Say whether each statement agrees with the text on climate feedback below. Answer yes or no, and quote the deciding words of the text.
1. The author takes the pre-industrial CO2 level as about 270ppm.
2. The temperature change from a CO2 increase of 200 to 300ppm is smaller than the change from 600 to 700ppm.
3. The IPCC estimated that, before feedbacks, a doubling of CO2 would raise global temperatures by about 2.2C.
[start of DOCUMENT EXCERPT]
I don’t really have any new data today on feedback, but I do have a new climate forecast from a leading alarmist that highlights the importance of the feedback question.
Dr. Joseph Romm of Climate Progress wrote the other day that he believes the mean temperature increase in the “consensus view” is around 15F from pre-industrial times to the year 2100. Mr. Romm is mainly writing, if I read him right, to say that critics are misreading what the consensus forecast is. Far be it for me to referee among the alarmists (though 15F is substantially higher than the IPCC report “consensus”). So I will take him at his word that 15F increase with a CO2 concentration of 860ppm is a good mean alarmist forecast for 2100.
I want to deconstruct the implications of this forecast a bit.
For simplicity, we often talk about temperature changes that result from a doubling in Co2 concentrations. The reason we do it this way is because the relationship between CO2 concentrations and temperature increases is not linear but logarithmic. Put simply, the temperature change from a CO2 concentration increase from 200 to 300ppm is different (in fact, larger) than the temperature change we might expect from a concentration increase of 600 to 700 ppm. But the temperature change from 200 to 400 ppm is about the same as the temperature change from 400 to 800 ppm, because each represents a doubling. This is utterly uncontroversial.
If we take the pre-industrial Co2 level as about 270ppm, the current CO2 level as 385ppm, and the 2100 Co2 level as 860 ppm, this means that we are about 43% through a first doubling of Co2 since pre-industrial times, and by 2100 we will have seen a full doubling (to 540ppm) plus about 60% of the way to a second doubling. For simplicity, then, we can say Romm expects 1.6 doublings of Co2 by 2100 as compared to pre-industrial times.
So, how much temperature increase should we see with a doubling of CO2? One might think this to be an incredibly controversial figure at the heart of the whole matter. But not totally. We can break the problem of temperature sensitivity to Co2 levels into two pieces – the expected first order impact, ahead of feedbacks, and then the result after second order effects and feedbacks.
What do we mean by first and second order effects? Well, imagine a golf ball in the bottom of a bowl. If we tap the ball, the first order effect is that it will head off at a constant velocity in the direction we tapped it. The second order effects are the gravity and friction and the shape of the bowl, which will cause the ball to reverse directions, roll back through the middle, etc., causing it to oscillate around until it eventually loses speed to friction and settles to rest approximately back in the middle of the bowl where it started.
It turns out the the first order effects of CO2 on world temperatures are relatively uncontroversial. The IPCC estimated that, before feedbacks, a doubling of CO2 would increase global temperatures by about 1.2C (2.2F).
Alarmists and skeptics alike generally (but not universally) accept this number or one relatively close to it.
[end of DOCUMENT EXCERPT]
[start of DATA BLOCK]
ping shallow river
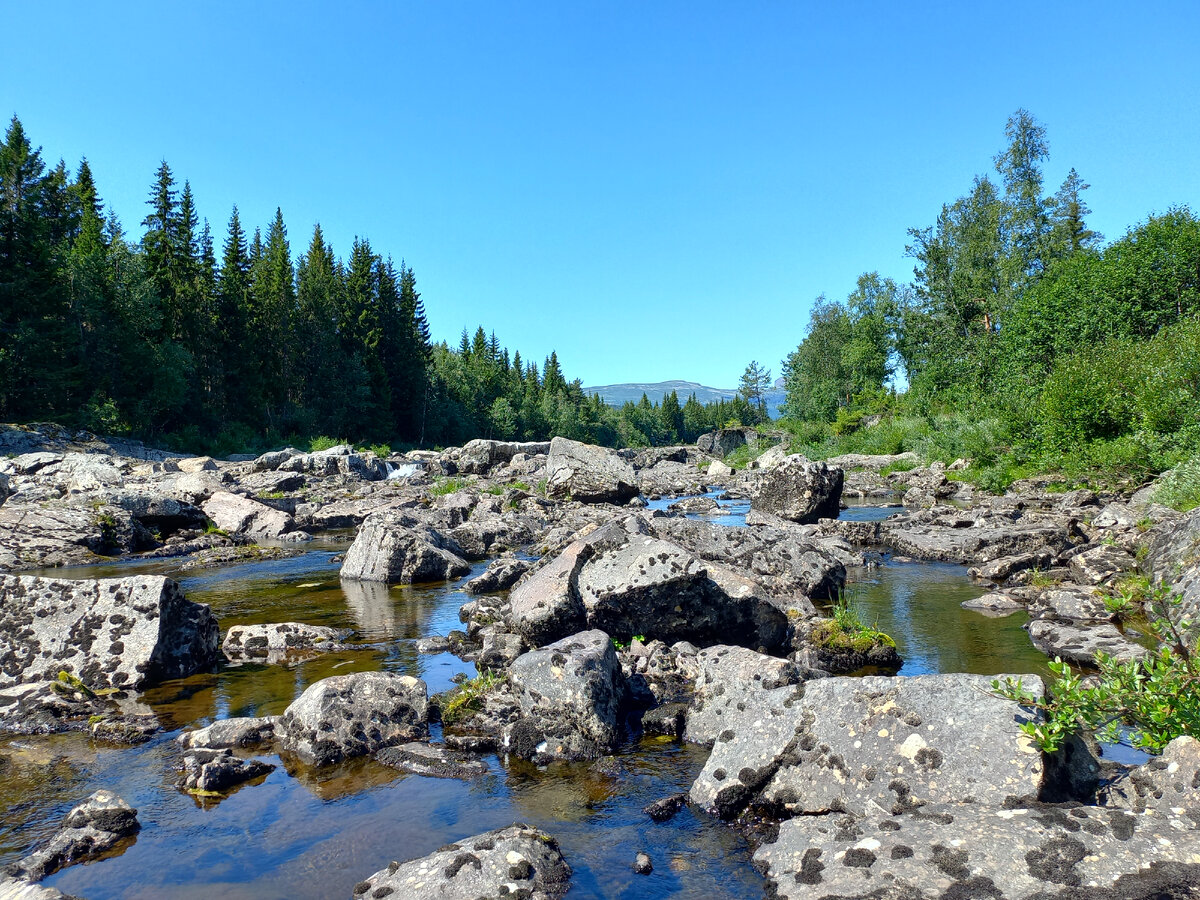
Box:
[7,503,1060,900]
[end of DATA BLOCK]
- [SOLUTION FOR THIS EXERCISE]
1. Yes: "If we take the pre-industrial Co2 level as about 270ppm"
2. No: "the temperature change from a CO2 concentration increase from 200 to 300ppm is different (in fact, larger)"
3. No: "a doubling of CO2 would increase global temperatures by about 1.2C (2.2F)"